REQUIREMENT 1 ▸ Echo the passage of the news item on opioid-trial jurors from "The pharmacies argued" up to and including "reconsideration bid Monday.", word for word.
REQUIREMENT 2 ▸ Decide whether each statement below agrees with the news item on opioid-trial jurors, answering yes or no and quoting the deciding words of the news item: (a) the pharmacies filed their reconsideration bid on a Monday; (b) the judge required attorneys and witnesses at trial to be fully vaccinated; (c) Walgreens, CVS and Rite Aid were among the defendants seeking reconsideration.

PAGE EXCERPT ▸
=-=-=

Law360 (June 23, 2021, 3:34 PM EDT) -- An Ohio federal judge said on Wednesday he wouldn't automatically throw out potential jurors in the national multidistrict opioid litigation because they are unvaccinated against COVID-19, undoing an earlier order requiring juror vaccinations.
U.S. District Judge Dan Aaron Polster granted a bid from various pharmacy defendants, including Walgreens, CVS and Rite Aid, to reconsider his order that had required that all prospective jurors in the upcoming trial be vaccinated.
The pharmacies argued that "the fact that vaccination rates vary by race, gender and political views could make the jury 'less likely to reflect a fair cross-section of the community.'" The judge said Wednesday that the "pharmacy defendants make good points."
The judge said he "will not automatically disqualify prospective jurors who are not vaccinated."
The pharmacies filed their reconsideration bid Monday.
That was a response to Judge Polster's decision on June 14 that he would only allow people who have been fully vaccinated against COVID-19 to serve as jurors in the consolidated cases. The judge also encouraged attorneys and witnesses appearing at trial to be fully vaccinated, although he stopped short of mandating that step.

=-=-=

PROVIDED MATERIAL ▸
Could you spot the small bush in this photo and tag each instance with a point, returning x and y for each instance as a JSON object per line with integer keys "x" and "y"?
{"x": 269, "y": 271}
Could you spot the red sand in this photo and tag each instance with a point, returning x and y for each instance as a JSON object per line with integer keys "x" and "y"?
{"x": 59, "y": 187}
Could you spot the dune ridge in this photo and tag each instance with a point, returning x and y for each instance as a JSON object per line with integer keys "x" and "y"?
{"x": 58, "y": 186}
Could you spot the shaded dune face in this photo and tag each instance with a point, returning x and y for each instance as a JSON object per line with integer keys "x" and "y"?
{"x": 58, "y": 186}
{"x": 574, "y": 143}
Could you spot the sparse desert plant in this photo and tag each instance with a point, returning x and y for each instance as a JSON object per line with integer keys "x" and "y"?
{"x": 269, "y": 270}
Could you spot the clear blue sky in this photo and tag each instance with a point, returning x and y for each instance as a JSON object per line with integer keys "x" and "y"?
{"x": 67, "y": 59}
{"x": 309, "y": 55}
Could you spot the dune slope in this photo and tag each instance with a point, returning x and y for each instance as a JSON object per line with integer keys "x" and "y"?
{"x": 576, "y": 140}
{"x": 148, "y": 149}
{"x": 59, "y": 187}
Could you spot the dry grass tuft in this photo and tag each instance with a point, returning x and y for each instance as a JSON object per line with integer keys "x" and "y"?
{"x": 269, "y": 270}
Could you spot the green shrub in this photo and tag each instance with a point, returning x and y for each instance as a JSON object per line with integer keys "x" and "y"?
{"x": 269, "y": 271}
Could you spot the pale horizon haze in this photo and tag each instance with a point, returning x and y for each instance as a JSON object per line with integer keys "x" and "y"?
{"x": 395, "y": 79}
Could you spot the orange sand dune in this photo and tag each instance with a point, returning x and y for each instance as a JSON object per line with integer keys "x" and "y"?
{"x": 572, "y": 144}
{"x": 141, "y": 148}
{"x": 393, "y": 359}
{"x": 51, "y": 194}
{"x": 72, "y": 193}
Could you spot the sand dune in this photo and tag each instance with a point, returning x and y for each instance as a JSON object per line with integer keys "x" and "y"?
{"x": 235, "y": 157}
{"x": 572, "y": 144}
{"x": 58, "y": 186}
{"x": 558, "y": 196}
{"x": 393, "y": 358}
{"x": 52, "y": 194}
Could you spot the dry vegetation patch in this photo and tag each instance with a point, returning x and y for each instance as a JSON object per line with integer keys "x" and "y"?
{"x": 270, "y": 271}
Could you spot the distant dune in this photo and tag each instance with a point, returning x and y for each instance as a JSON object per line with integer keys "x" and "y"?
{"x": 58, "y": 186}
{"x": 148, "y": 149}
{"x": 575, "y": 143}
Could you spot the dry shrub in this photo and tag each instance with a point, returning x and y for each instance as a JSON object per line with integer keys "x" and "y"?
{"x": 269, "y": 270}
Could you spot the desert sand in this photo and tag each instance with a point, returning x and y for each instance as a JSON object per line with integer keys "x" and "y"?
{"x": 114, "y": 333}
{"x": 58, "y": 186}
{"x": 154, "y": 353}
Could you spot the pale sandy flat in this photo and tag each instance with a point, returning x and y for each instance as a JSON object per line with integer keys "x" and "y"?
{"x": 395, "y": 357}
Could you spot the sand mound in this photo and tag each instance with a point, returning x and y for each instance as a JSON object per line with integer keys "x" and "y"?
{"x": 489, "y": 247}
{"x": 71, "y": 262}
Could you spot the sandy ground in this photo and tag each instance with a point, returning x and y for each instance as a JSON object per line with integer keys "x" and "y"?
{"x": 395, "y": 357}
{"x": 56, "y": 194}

=-=-=

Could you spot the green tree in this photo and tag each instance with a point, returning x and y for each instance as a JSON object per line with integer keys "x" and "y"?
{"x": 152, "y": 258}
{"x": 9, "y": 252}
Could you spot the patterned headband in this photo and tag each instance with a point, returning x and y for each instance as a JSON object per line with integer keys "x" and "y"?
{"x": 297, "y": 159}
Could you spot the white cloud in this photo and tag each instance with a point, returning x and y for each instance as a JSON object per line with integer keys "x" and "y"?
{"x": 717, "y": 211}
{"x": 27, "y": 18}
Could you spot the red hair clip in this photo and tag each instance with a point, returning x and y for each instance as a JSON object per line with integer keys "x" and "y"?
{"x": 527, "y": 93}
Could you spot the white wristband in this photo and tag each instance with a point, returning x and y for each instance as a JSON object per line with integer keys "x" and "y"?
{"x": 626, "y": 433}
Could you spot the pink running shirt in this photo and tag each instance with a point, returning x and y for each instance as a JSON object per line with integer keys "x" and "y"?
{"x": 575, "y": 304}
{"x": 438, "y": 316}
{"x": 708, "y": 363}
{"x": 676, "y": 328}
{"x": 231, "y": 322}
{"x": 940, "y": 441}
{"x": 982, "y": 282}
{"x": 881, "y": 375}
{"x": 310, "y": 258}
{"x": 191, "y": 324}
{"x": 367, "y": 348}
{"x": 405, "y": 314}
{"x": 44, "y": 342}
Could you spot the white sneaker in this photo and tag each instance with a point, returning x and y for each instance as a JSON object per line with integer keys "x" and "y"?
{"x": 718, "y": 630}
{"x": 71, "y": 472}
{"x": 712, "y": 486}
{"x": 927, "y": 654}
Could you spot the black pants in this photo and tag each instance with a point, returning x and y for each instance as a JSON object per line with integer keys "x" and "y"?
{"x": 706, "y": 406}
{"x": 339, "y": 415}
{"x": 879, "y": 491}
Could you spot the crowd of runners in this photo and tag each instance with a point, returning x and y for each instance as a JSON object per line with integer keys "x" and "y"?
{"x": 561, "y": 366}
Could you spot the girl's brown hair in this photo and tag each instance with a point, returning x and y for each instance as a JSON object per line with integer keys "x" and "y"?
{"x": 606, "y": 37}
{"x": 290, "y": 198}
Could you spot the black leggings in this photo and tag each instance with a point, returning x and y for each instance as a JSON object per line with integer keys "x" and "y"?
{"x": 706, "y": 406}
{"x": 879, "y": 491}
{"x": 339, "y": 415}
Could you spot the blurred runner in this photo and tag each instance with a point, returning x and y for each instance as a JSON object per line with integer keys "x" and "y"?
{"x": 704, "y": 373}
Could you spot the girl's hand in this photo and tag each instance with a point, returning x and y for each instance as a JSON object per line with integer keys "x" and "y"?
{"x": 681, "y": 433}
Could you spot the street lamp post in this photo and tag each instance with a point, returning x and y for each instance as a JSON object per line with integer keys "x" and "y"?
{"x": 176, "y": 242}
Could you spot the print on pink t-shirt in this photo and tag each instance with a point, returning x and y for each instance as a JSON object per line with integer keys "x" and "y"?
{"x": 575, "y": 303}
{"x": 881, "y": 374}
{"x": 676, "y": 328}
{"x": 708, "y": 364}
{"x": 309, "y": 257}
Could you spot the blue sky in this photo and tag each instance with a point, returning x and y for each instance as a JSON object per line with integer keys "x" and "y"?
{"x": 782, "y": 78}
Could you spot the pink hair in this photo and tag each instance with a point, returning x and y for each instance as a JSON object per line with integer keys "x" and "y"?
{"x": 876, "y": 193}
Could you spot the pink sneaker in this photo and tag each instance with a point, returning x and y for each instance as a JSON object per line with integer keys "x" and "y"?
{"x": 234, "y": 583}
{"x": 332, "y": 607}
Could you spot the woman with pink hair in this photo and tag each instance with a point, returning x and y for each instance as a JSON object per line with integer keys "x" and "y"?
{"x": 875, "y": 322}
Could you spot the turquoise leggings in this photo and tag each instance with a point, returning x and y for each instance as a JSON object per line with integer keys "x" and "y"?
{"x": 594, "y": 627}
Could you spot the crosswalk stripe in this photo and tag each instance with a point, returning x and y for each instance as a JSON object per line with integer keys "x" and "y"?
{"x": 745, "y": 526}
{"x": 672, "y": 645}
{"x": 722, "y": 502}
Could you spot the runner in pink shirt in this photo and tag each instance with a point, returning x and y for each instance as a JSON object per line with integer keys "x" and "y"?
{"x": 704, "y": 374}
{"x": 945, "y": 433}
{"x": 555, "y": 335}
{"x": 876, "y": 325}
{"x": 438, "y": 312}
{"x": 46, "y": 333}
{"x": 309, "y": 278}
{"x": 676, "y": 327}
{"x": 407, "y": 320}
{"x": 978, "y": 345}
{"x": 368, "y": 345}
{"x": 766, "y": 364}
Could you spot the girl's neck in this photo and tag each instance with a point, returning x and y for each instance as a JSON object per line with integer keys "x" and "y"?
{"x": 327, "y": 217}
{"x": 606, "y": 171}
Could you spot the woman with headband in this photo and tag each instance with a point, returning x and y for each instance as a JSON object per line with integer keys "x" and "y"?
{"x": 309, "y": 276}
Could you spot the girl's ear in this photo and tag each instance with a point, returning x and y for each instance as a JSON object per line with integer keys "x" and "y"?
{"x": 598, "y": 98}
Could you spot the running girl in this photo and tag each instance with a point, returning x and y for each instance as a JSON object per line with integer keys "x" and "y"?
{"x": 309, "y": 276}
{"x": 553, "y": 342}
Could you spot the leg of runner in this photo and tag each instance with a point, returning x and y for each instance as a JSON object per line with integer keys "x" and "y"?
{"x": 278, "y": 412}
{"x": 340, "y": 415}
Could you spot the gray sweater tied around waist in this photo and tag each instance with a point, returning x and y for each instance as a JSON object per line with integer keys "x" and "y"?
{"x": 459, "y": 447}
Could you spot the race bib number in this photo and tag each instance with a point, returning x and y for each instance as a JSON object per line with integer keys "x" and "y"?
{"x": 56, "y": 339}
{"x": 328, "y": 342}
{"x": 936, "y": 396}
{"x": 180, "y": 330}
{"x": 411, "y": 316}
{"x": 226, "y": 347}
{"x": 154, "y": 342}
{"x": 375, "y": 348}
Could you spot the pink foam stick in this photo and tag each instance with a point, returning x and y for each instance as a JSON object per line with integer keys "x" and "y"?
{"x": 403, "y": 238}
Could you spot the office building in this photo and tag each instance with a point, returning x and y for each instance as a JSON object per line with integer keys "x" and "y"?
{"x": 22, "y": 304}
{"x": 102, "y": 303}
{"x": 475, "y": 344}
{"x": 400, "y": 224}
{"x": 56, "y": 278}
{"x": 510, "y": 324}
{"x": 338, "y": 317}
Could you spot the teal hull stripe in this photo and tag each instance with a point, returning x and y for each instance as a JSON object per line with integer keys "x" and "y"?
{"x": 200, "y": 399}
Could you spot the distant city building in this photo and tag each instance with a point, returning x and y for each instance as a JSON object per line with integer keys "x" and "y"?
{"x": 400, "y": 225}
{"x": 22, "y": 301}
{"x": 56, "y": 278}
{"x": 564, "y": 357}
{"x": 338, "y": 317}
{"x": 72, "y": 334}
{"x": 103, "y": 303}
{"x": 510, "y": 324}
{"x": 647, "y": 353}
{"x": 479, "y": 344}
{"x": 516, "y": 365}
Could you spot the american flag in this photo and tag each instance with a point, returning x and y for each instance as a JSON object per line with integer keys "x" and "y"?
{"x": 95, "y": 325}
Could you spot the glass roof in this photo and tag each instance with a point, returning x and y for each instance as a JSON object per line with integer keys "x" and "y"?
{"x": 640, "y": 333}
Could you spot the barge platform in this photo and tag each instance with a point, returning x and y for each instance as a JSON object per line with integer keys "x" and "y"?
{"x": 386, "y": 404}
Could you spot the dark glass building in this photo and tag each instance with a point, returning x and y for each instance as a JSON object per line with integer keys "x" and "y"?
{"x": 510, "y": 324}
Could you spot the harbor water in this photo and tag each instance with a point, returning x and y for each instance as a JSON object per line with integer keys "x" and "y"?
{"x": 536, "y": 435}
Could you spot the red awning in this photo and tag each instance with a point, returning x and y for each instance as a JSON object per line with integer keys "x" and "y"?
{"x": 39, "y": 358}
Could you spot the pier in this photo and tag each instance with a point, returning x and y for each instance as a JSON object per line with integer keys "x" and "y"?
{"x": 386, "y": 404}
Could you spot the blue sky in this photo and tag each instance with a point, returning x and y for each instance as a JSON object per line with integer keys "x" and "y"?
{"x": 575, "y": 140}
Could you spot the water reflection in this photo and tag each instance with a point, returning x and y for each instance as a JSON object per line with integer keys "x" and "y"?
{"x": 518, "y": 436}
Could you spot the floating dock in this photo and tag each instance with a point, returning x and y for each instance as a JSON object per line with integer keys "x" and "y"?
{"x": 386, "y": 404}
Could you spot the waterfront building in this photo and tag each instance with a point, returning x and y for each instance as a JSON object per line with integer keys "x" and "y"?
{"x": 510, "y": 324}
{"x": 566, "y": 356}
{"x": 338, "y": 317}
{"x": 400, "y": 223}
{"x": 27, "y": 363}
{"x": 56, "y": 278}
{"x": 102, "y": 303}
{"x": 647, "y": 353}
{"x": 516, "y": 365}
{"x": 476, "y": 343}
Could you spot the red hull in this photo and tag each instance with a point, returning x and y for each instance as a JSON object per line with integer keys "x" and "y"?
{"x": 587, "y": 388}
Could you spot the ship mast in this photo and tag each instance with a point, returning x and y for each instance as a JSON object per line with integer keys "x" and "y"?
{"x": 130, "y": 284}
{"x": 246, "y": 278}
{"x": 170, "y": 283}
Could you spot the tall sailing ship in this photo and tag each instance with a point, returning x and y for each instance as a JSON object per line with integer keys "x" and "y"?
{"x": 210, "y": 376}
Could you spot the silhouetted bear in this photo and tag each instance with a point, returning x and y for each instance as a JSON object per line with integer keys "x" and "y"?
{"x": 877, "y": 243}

=-=-=

WRITTEN REPLY 1 ▸
The pharmacies argued that "the fact that vaccination rates vary by race, gender and political views could make the jury 'less likely to reflect a fair cross-section of the community.'" The judge said Wednesday that the "pharmacy defendants make good points."
The judge said he "will not automatically disqualify prospective jurors who are not vaccinated."
The pharmacies filed their reconsideration bid Monday.

WRITTEN REPLY 2 ▸
(a) Yes: "The pharmacies filed their reconsideration bid Monday."
(b) No: "although he stopped short of mandating that step."
(c) Yes: "various pharmacy defendants, including Walgreens, CVS and Rite Aid"